> Problem details: The data below needs to be returned exactly, line for line.

> Data for processing:
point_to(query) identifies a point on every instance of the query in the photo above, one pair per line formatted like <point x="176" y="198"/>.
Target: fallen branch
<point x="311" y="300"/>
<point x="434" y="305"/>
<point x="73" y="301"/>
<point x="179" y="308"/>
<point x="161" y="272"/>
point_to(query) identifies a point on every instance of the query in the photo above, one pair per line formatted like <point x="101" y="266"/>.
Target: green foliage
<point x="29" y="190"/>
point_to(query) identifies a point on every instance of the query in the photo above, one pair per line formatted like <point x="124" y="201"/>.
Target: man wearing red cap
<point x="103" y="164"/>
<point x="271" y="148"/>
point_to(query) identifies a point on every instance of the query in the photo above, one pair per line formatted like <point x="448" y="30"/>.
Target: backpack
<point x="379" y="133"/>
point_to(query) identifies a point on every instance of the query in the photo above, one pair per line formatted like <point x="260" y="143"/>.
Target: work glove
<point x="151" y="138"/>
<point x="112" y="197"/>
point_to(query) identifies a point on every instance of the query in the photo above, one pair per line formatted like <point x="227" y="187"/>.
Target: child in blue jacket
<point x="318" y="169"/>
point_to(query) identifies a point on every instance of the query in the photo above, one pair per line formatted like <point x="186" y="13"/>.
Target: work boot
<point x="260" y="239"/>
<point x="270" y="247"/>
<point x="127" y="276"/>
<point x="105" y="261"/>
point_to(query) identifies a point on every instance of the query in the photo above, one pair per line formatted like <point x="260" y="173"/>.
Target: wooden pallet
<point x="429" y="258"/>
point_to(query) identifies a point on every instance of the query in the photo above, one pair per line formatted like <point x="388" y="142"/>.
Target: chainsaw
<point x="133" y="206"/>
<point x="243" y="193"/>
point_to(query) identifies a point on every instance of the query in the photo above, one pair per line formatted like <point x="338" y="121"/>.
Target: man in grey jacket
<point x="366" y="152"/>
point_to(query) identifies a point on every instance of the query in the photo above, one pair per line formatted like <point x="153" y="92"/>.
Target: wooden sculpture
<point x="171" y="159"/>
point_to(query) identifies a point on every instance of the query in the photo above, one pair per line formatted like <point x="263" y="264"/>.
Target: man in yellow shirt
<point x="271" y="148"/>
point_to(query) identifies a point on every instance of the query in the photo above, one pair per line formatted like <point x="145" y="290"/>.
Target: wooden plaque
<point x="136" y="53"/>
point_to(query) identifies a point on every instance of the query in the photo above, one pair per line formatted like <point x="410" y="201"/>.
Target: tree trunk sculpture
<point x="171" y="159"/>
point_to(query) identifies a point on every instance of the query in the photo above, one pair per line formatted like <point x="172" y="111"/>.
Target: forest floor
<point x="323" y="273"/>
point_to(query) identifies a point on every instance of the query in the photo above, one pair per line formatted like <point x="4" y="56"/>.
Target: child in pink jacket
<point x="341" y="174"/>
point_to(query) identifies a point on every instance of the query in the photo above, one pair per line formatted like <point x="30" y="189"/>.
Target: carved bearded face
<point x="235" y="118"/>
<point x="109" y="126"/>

> Output:
point_to(query) identifies a point on every instance of the query in the photo above, one pair per line formatted like <point x="176" y="198"/>.
Target: fallen branch
<point x="311" y="300"/>
<point x="434" y="305"/>
<point x="73" y="301"/>
<point x="179" y="308"/>
<point x="161" y="272"/>
point_to(query) identifies a point on every instance of the query in the photo above, one pair per line formatted like <point x="101" y="266"/>.
Target: green foliage
<point x="29" y="190"/>
point_to(query) identifies a point on every instance of the query in the photo above, one pair per line formatted like <point x="124" y="201"/>.
Target: man wearing red cap
<point x="103" y="164"/>
<point x="271" y="148"/>
point_to(query) identifies a point on every instance of the query in the photo above, one pair per line formatted like <point x="448" y="30"/>.
Target: backpack
<point x="379" y="133"/>
point_to(query) identifies a point on every instance of the query in the photo above, one pair per line formatted like <point x="260" y="143"/>.
Target: work glove
<point x="151" y="138"/>
<point x="112" y="197"/>
point_to(query) identifies a point on every instance of the query in the photo above, one pair per line formatted like <point x="227" y="187"/>.
Target: child in blue jacket
<point x="318" y="169"/>
point_to(query) identifies a point on every instance of the query in the photo above, one pair per line formatted like <point x="186" y="13"/>.
Target: work boot
<point x="260" y="239"/>
<point x="270" y="247"/>
<point x="127" y="276"/>
<point x="105" y="261"/>
point_to(query) identifies a point on every instance of the query in the photo above, one pair per line formatted like <point x="260" y="173"/>.
Target: wooden pallet
<point x="429" y="258"/>
point_to(query) identifies a point on every instance of the query in the photo above, one pair per line formatted like <point x="388" y="142"/>.
Target: chainsaw
<point x="133" y="206"/>
<point x="243" y="193"/>
point_to(query) identifies a point on every instance of the query in the photo above, one pair per line formatted like <point x="338" y="121"/>.
Target: man in grey jacket
<point x="366" y="152"/>
point_to(query) identifies a point on every instance of the query in the photo above, one pair per line formatted like <point x="153" y="92"/>.
Target: wooden sculpture
<point x="171" y="159"/>
point_to(query) identifies a point on every instance of the query in the photo above, one pair per line formatted like <point x="263" y="264"/>.
Target: man in yellow shirt
<point x="271" y="148"/>
point_to(query) identifies a point on every instance of the query in the photo above, one pair per line formatted like <point x="145" y="290"/>.
Target: wooden plaque
<point x="136" y="53"/>
point_to(query) identifies a point on every instance of the query in the photo above, one pair per line formatted like <point x="410" y="201"/>.
Target: tree trunk sculpture
<point x="171" y="159"/>
point_to(query) identifies a point on every instance of the query in the photo above, one pair per line formatted like <point x="172" y="111"/>.
Target: forest floor
<point x="323" y="273"/>
point_to(query) identifies a point on every instance of the query in the photo above, one pair per line formatted like <point x="4" y="56"/>.
Target: child in pink jacket
<point x="341" y="174"/>
point_to(query) identifies a point on every instance of the query in the photo above, one pair per line formatted like <point x="30" y="189"/>.
Target: carved bearded face
<point x="235" y="118"/>
<point x="109" y="126"/>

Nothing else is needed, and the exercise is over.